── Data shown ──

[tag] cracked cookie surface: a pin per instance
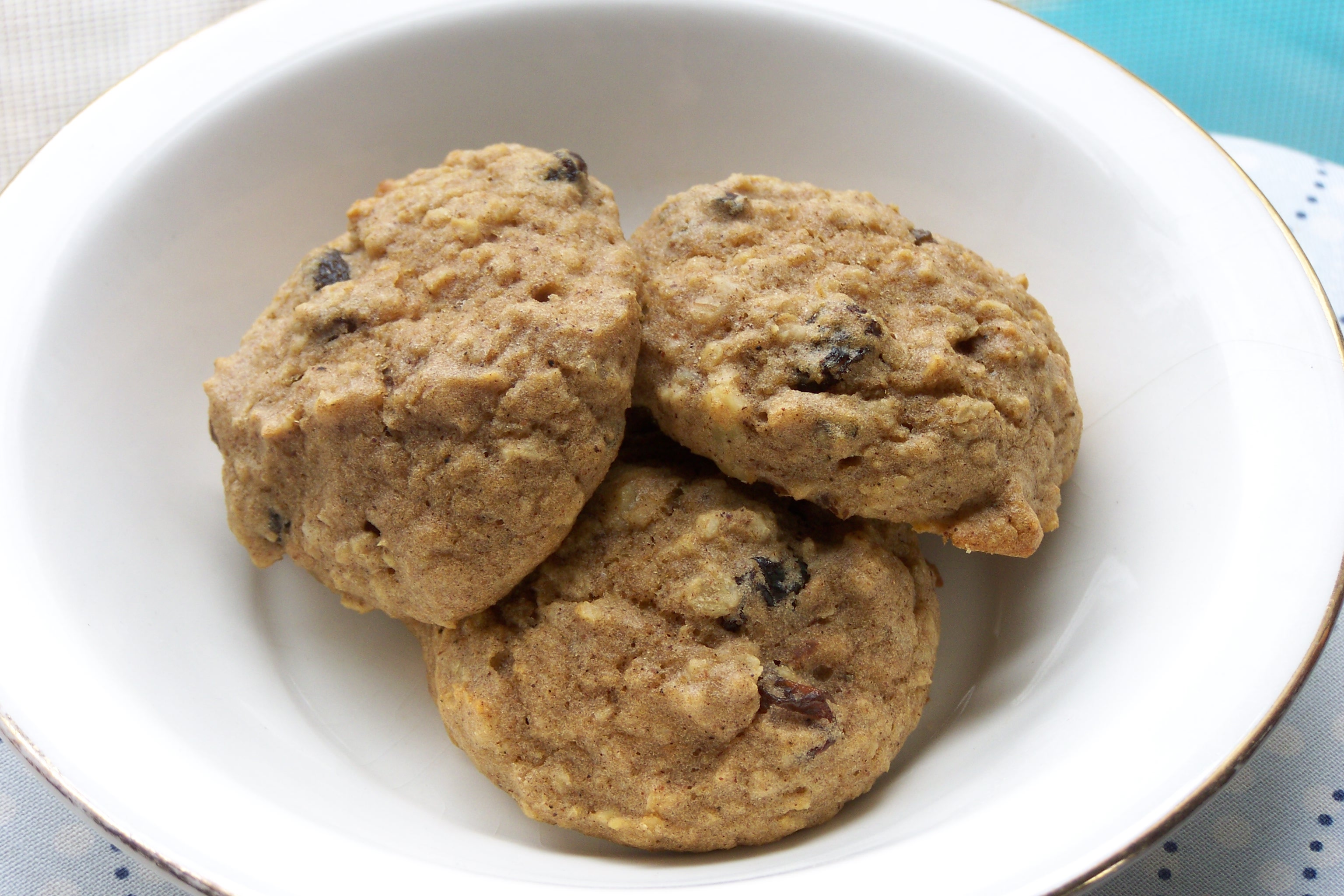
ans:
(428, 402)
(699, 665)
(818, 342)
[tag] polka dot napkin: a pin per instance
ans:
(1276, 828)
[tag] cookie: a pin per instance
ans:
(819, 342)
(699, 665)
(424, 409)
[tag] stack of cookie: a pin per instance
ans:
(668, 648)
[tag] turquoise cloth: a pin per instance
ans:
(1267, 69)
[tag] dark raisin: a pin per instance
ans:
(332, 268)
(572, 168)
(968, 346)
(794, 695)
(277, 525)
(735, 621)
(730, 205)
(833, 368)
(338, 328)
(777, 581)
(840, 359)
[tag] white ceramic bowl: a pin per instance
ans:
(255, 738)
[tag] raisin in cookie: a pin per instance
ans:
(429, 401)
(699, 665)
(818, 342)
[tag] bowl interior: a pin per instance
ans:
(1082, 692)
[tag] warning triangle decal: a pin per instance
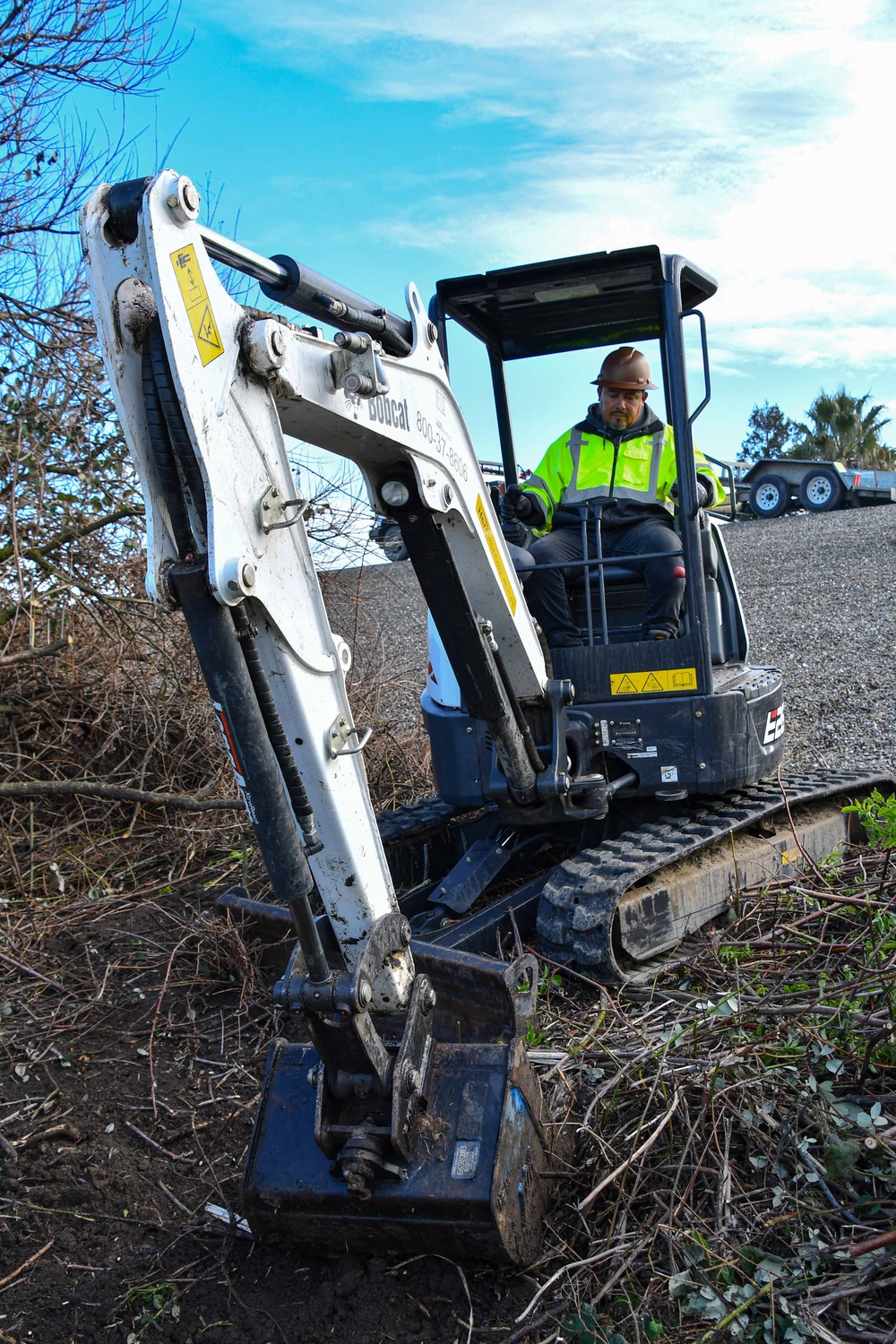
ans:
(626, 687)
(207, 331)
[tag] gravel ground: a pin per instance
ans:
(818, 599)
(818, 593)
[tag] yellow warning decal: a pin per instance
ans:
(495, 554)
(202, 320)
(653, 683)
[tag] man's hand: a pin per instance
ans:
(516, 508)
(516, 504)
(705, 491)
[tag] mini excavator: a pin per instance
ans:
(608, 800)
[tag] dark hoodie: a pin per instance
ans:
(625, 513)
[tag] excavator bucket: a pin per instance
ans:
(478, 1176)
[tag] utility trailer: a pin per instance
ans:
(774, 484)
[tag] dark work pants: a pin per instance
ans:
(546, 590)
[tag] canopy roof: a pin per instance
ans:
(573, 303)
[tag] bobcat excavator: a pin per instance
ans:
(610, 798)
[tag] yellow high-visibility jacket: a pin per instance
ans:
(635, 465)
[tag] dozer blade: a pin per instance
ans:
(478, 1180)
(477, 1185)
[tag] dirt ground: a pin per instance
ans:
(128, 1091)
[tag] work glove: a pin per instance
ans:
(705, 491)
(516, 504)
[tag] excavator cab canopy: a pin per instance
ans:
(573, 303)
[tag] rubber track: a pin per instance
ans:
(416, 820)
(581, 895)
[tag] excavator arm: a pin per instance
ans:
(207, 390)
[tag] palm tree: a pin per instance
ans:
(842, 430)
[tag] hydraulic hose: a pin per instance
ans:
(174, 418)
(276, 733)
(164, 459)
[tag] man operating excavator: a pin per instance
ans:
(622, 457)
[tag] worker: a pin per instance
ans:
(621, 454)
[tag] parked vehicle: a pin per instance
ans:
(774, 484)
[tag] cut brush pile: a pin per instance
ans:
(739, 1128)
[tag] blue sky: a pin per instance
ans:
(408, 142)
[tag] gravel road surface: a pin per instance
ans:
(818, 593)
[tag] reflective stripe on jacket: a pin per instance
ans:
(579, 465)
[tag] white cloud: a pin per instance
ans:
(753, 136)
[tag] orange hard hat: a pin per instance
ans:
(625, 367)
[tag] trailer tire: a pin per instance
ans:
(769, 496)
(821, 491)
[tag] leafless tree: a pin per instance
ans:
(51, 54)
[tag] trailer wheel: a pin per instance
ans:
(821, 491)
(769, 496)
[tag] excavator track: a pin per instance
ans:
(630, 909)
(414, 820)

───

### Your instructions
Wherever the string "gravel" appears in the entries, copy that line.

### Finished task
[tag] gravel ground: a pin per instance
[tag] gravel road surface: a pin per instance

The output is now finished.